[start Extracted data]

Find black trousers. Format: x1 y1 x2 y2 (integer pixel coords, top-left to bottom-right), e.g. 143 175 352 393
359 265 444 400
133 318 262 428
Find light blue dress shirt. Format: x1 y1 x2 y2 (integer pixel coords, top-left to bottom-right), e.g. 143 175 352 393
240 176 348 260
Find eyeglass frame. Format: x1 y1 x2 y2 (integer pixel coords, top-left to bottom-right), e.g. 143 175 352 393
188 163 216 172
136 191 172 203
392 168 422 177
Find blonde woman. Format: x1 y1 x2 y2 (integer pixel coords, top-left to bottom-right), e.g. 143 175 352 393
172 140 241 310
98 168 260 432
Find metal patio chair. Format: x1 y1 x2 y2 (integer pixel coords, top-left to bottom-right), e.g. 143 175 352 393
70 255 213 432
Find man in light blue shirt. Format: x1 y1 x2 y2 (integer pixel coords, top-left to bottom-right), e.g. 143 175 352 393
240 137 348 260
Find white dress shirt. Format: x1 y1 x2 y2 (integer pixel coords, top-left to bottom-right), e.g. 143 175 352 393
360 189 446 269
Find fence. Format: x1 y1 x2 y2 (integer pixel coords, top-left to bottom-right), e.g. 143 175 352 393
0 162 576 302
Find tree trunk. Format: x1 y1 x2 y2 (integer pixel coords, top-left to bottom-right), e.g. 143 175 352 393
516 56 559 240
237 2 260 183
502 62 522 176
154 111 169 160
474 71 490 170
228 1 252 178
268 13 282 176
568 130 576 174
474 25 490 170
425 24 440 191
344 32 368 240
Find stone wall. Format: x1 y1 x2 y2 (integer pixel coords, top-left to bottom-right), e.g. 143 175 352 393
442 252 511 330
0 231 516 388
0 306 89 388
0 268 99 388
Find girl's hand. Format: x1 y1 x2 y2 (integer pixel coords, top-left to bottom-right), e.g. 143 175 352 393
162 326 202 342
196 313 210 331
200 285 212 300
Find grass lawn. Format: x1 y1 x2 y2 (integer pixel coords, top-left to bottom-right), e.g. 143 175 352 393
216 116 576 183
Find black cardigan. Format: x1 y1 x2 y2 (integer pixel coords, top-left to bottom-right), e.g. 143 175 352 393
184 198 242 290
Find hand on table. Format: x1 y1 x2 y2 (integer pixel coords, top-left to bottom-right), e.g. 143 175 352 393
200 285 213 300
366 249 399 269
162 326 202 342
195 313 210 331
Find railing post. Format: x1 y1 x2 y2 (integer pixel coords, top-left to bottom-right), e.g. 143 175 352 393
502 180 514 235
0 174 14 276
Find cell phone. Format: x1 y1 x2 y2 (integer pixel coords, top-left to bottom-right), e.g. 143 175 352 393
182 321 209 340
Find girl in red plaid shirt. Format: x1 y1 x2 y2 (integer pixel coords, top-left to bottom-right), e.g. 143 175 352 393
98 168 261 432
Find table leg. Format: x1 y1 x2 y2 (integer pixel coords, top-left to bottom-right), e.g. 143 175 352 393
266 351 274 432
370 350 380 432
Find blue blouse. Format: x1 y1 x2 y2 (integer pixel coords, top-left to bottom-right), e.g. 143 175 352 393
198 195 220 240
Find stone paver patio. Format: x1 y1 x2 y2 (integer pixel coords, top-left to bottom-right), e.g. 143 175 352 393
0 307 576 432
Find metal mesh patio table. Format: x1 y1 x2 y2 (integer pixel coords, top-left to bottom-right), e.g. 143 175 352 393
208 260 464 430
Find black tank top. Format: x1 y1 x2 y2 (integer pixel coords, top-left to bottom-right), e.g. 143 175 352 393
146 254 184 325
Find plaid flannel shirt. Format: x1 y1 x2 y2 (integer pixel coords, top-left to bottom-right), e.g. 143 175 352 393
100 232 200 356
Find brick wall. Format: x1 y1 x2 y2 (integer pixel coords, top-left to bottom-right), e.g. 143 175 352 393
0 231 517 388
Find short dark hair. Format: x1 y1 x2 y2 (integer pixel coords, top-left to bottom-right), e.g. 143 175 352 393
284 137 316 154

[end Extracted data]

> Exercise objective:
Please copy out everything in the records from the line containing "Find tree trunk." down to the line containing "344 32 368 240", including both of those lines.

> Task answer:
Find tree trunk. Format: x1 y1 x2 y2 (integer pixel coords, top-left to bottom-right), e.g. 143 175 352 393
516 56 559 240
237 2 260 183
502 62 522 176
154 111 169 160
474 71 490 170
228 1 252 178
268 13 282 176
568 130 576 174
474 25 490 170
425 24 440 191
344 32 368 240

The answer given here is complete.